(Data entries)
---

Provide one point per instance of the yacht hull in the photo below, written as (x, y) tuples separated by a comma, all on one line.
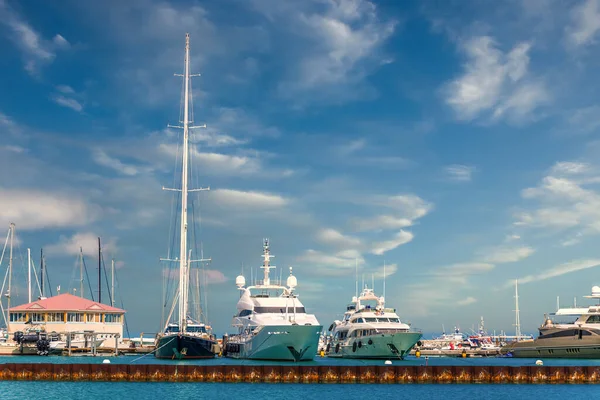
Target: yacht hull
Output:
[(534, 349), (185, 347), (277, 343), (380, 346)]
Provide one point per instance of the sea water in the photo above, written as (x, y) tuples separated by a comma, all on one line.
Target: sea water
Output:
[(287, 391)]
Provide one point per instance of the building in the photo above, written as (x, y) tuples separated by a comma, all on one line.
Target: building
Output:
[(68, 313)]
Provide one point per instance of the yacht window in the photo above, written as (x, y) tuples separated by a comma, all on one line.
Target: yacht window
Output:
[(593, 319), (279, 310)]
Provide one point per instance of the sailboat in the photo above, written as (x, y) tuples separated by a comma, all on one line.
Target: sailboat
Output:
[(185, 339)]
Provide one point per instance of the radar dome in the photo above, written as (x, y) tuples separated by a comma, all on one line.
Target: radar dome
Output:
[(292, 281), (240, 281)]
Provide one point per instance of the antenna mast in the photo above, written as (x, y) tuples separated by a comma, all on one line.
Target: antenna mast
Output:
[(12, 235), (81, 271), (517, 319), (99, 271), (29, 275)]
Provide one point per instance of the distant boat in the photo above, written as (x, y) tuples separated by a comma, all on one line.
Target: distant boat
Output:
[(579, 339), (185, 339), (371, 331), (272, 323)]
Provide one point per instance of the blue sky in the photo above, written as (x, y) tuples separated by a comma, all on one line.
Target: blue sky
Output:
[(456, 142)]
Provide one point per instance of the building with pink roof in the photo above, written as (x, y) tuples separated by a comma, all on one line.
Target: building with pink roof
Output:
[(68, 313)]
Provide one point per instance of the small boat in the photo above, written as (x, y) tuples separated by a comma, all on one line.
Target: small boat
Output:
[(272, 323), (371, 331), (185, 339)]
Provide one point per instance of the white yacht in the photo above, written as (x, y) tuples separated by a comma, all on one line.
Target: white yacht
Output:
[(271, 321), (371, 331)]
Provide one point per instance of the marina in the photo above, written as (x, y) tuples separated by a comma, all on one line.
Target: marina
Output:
[(327, 147)]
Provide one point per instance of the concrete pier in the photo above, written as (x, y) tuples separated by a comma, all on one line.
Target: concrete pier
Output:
[(299, 373)]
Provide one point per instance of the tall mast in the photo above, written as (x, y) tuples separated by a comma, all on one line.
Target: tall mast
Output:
[(517, 318), (183, 261), (41, 272), (99, 271), (112, 278), (81, 272), (29, 275), (266, 263), (12, 235)]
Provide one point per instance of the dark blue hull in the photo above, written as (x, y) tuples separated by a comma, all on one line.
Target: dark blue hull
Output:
[(177, 347)]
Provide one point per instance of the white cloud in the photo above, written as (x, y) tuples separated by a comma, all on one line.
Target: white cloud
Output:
[(495, 82), (34, 209), (249, 200), (507, 254), (459, 173), (68, 102), (585, 23), (66, 89), (87, 241), (101, 158), (466, 301), (35, 49), (336, 45), (563, 203), (381, 222), (402, 237), (338, 264), (570, 168), (337, 239), (584, 120), (562, 269)]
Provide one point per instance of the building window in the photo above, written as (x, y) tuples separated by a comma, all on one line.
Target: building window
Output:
[(37, 317), (17, 317), (75, 317), (93, 318), (112, 318), (55, 317)]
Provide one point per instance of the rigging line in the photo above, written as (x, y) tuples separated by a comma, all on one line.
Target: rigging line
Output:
[(48, 277), (122, 304), (106, 278), (88, 278)]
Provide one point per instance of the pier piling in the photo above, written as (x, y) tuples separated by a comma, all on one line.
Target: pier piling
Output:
[(299, 373)]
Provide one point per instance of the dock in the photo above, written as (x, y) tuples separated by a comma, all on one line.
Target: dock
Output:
[(298, 373)]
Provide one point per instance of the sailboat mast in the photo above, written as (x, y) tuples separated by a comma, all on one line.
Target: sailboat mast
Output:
[(517, 317), (99, 272), (29, 275), (12, 235), (112, 283), (81, 272), (183, 261)]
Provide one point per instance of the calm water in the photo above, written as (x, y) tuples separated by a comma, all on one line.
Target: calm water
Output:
[(173, 391), (317, 361)]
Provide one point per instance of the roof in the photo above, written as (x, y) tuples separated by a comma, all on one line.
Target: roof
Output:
[(66, 302)]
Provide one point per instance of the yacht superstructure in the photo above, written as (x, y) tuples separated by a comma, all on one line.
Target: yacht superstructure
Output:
[(578, 339), (371, 331), (272, 323)]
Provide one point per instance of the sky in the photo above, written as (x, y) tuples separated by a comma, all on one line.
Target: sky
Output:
[(455, 142)]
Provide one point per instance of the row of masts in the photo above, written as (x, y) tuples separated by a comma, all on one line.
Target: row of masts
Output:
[(40, 281)]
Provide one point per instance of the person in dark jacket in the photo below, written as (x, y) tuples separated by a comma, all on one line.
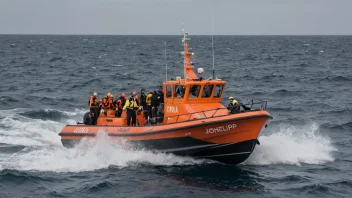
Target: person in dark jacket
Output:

---

▶ _Description of the task_
The sole thing to report is how many lines in the data hold the string "superstructure".

▶ _Written solution_
2